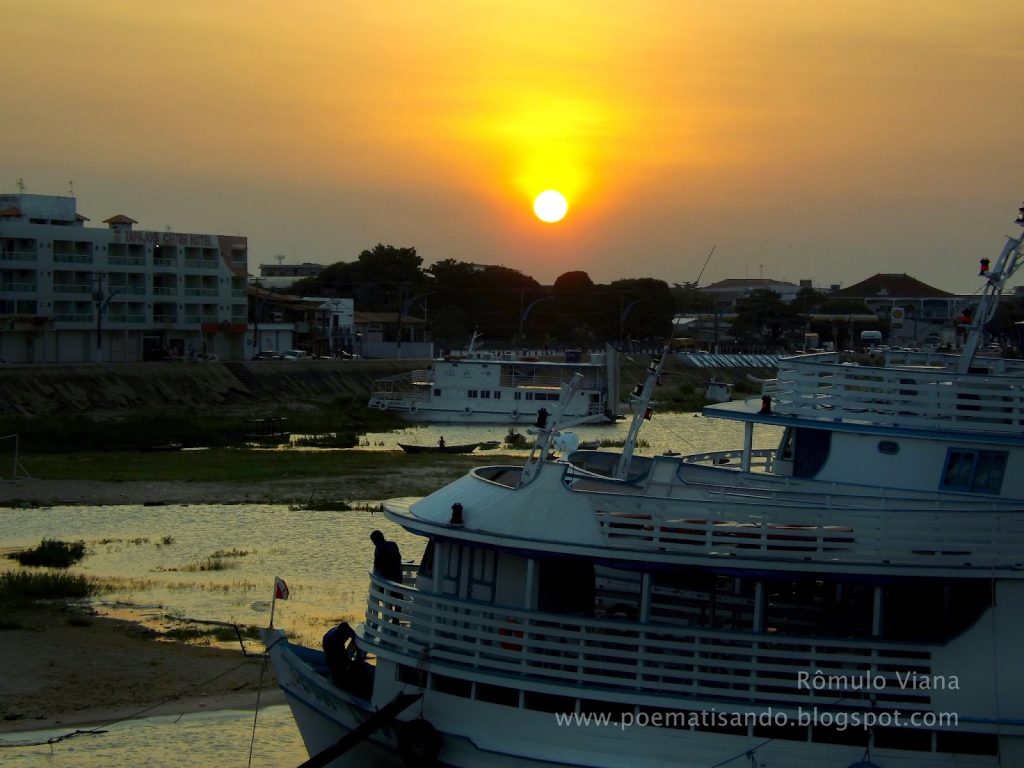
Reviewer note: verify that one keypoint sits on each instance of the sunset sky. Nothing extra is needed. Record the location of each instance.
(801, 139)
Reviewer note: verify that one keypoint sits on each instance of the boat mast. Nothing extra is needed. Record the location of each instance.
(1008, 262)
(640, 401)
(546, 429)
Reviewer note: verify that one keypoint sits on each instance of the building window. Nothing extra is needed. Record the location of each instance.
(974, 471)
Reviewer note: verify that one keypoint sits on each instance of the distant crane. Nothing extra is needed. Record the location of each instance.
(700, 273)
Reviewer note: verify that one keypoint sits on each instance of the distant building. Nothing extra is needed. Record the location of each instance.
(916, 312)
(323, 327)
(390, 335)
(75, 294)
(727, 291)
(282, 275)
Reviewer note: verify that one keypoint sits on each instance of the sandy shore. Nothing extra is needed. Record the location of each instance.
(95, 493)
(59, 673)
(64, 668)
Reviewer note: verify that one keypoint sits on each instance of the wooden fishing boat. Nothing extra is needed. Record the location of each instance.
(467, 448)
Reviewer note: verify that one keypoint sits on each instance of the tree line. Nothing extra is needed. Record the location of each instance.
(511, 308)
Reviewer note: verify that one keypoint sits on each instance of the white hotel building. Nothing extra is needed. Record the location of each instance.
(75, 294)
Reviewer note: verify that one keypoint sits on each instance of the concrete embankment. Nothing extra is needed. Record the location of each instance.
(110, 388)
(117, 388)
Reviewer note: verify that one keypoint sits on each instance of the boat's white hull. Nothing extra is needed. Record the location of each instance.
(426, 414)
(477, 734)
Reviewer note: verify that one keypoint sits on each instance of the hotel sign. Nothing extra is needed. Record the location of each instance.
(165, 239)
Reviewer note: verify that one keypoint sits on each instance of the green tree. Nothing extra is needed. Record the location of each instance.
(763, 318)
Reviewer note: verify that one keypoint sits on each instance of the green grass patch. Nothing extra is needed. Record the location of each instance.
(235, 465)
(22, 587)
(210, 563)
(51, 554)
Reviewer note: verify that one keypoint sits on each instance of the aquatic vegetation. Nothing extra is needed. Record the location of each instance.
(210, 563)
(51, 553)
(620, 443)
(321, 505)
(23, 587)
(233, 552)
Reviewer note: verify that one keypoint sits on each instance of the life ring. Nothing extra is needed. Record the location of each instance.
(419, 743)
(509, 632)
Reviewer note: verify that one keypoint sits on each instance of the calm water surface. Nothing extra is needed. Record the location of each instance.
(152, 558)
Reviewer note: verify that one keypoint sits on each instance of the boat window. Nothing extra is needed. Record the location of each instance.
(785, 445)
(566, 586)
(482, 572)
(427, 563)
(452, 685)
(810, 451)
(974, 471)
(497, 694)
(548, 702)
(812, 606)
(926, 610)
(452, 581)
(698, 599)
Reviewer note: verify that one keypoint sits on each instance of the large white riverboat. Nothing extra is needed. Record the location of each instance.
(485, 387)
(852, 598)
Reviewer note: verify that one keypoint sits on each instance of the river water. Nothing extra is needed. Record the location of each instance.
(153, 559)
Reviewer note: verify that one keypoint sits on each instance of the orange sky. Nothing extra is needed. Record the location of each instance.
(802, 139)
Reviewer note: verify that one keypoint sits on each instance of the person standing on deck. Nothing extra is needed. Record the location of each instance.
(387, 557)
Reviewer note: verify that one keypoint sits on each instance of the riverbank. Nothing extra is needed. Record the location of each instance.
(249, 477)
(68, 668)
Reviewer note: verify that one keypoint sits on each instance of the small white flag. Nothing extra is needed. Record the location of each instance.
(280, 589)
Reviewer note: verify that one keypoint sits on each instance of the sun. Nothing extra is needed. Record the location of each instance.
(550, 206)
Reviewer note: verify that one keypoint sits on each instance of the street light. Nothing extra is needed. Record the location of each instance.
(625, 313)
(101, 301)
(404, 306)
(525, 313)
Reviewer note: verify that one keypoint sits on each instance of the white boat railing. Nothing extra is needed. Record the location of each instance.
(760, 458)
(628, 660)
(816, 387)
(752, 523)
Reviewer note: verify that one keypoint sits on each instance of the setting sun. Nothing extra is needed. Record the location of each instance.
(550, 206)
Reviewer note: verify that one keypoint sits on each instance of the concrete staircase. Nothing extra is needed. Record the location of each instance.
(245, 376)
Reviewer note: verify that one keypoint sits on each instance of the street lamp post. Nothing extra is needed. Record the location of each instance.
(525, 313)
(403, 307)
(625, 313)
(101, 301)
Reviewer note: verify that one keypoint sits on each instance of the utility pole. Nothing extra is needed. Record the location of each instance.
(101, 301)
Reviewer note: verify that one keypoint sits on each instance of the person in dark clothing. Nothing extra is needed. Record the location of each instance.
(387, 557)
(387, 563)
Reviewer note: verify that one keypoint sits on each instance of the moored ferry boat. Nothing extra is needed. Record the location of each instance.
(851, 598)
(485, 387)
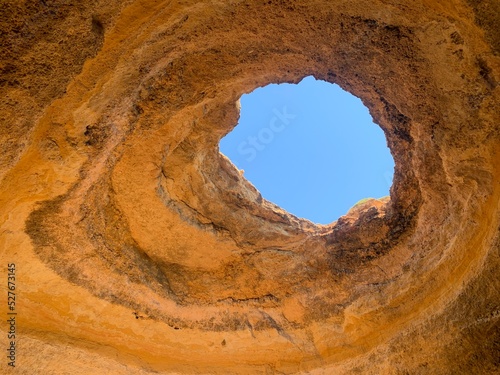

---+---

--- OBJECTIVE ---
Rewrite the text of all the items above, replacing "keypoint" with "marker" everywhere and changing nothing else. Leave out the pictures.

--- EXERCISE OUTPUT ---
Reviewer note: verify that one marker sits on each instance of the sunset sky. Nothing extra is needed. Record the location of each instance.
(801, 139)
Reviewer note: verify that one marker sits on each instance of the boat mast. Nothing extra is needed. Record the location of each instance.
(1008, 262)
(640, 401)
(546, 429)
Reviewer note: verify that one marker sits on each instance of the building window. Nothing extra is needed. Record the location of each instance.
(974, 471)
Reviewer note: verify that one marker sits on each instance of the distant crane. Nothing extra is needed. Record the location of each instance.
(700, 273)
Reviewer note: verify that one marker sits on each instance of the distant building. Nothing extra is needed. Record the location of each instance.
(916, 312)
(323, 327)
(390, 335)
(75, 294)
(727, 291)
(282, 275)
Reviewer note: verify that one marker sits on each instance of the sandy shore. Nothing extra is needed. Record the location of each instance.
(95, 493)
(59, 673)
(64, 668)
Reviewer note: verify that one marker sits on each instance of the wooden fishing boat. Nothing extra is needed. Record the location of each instance.
(467, 448)
Reviewer note: verify that one marker sits on each instance of the tree line. Nothing extra is needed. Record the location of each instance.
(511, 308)
Reviewer note: verify that one marker sits on each instance of the white hotel building. Nothing extra is needed. Record the location of each instance.
(75, 294)
Reviewer note: verify that one marker sits on each instance of the concrete embankment. Nothing extra is needed. Record the location of each instance.
(110, 388)
(117, 388)
Reviewer note: verify that one marker sits on each instance of the boat's white hull. Nothing extra is needed. Record the location of each instance.
(426, 414)
(477, 734)
Reviewer note: verify that one marker sits on each instance of the hotel sign. Nothing extra is needed. Record the location of each instance.
(165, 239)
Reviewer note: verify that one marker sits on each instance of the green tree. Nothing extra is needed. Record the location of each instance.
(763, 318)
Reviewer note: verify that one marker sits on each instance of the green grass patch. Nothing extra is needed. Record the location of each instance.
(235, 465)
(22, 587)
(210, 563)
(51, 554)
Reviewer note: verify that one marker sits on each instance of the aquatic vegetation. Nothing extra is needed. Record the location of each instance.
(210, 563)
(51, 553)
(620, 443)
(321, 505)
(23, 587)
(233, 552)
Reviewer note: verify that one marker sits on each instance of the life ring. Nothing extra is needed. Record the location of each instance.
(419, 743)
(509, 632)
Reviewer note: verify that one marker sits on each instance of the calm water surface. Nothing extra is needed. Record the location of each instance.
(152, 558)
Reviewer note: verify that one marker sits on each instance of the boat window. Nothing extra is needed. Record the location of each instance.
(785, 445)
(566, 586)
(482, 572)
(427, 563)
(452, 685)
(810, 451)
(974, 471)
(497, 694)
(548, 702)
(812, 606)
(926, 610)
(452, 581)
(698, 599)
Reviewer note: verify that one marker sits on each instance of the large white riverboat. Nothing extra is needed. Record the location of each instance.
(485, 387)
(852, 598)
Reviewer note: verify that one marker sits on each instance of the river water. Nothing extra is needed. Record the location of each instance.
(153, 559)
Reviewer note: verify that one marker sits on each instance of the orange sky. Nothing extra is needed. Record the location of each instance.
(802, 139)
Reviewer note: verify that one marker sits on each instance of the person standing on deck. Nothing extra is needed. Record the location of each instance.
(387, 557)
Reviewer note: verify that one marker sits on each instance of the riverbank. Nothing extra is needed. Record the location of each instance.
(249, 477)
(68, 668)
Reviewer note: verify that one marker sits on each instance of the small white flag. Nothing extra is needed. Record the location of each instance.
(280, 589)
Reviewer note: verify that one marker sits on each instance of the sun. Nothing extra is needed. Record the location of each instance.
(550, 206)
Reviewer note: verify that one marker sits on each instance of the street light. Nothing extra is needed. Record the location of each instance.
(625, 313)
(101, 301)
(404, 306)
(525, 313)
Reviewer note: verify that one marker sits on each instance of the white boat railing. Nothing extra is needed. Record the location of each instance.
(760, 458)
(628, 660)
(816, 387)
(752, 523)
Reviewer note: verify that one marker sits on each instance of the setting sun. Nothing extra is needed. Record the location of each instance.
(550, 206)
Reviewer note: verify that one marker sits on each instance of the concrete staircase. Nothing extra is needed. Record the location of each instance.
(245, 376)
Reviewer note: verify that one marker sits on each instance of the street lamp post. Nothing extra is needed. Record the location of each instance.
(525, 313)
(403, 307)
(625, 313)
(101, 301)
Reviewer note: verify that one marker sits on each instance of the utility pole. Nothing extra is needed. Record the location of each instance.
(101, 301)
Reviewer note: verify that one marker sits on each instance of the person in dark clothing. Nothing extra is needed. Record the location of each instance.
(387, 557)
(387, 563)
Reviewer note: verify that one marker sits on each instance of the moored ferry boat. Nothing extra is needed. Record the location of each instance.
(851, 598)
(485, 387)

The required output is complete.